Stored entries
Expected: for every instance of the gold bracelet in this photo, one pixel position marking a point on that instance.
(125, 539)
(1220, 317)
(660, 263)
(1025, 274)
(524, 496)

→ GOAL
Pull out all of the records above and reproduce them word for word, leaving every line unchanged.

→ FULL OUTPUT
Expected: for every instance of the gold bracelet in this photo, one pixel position marking a point on that instance.
(125, 539)
(1220, 317)
(660, 263)
(1025, 274)
(524, 496)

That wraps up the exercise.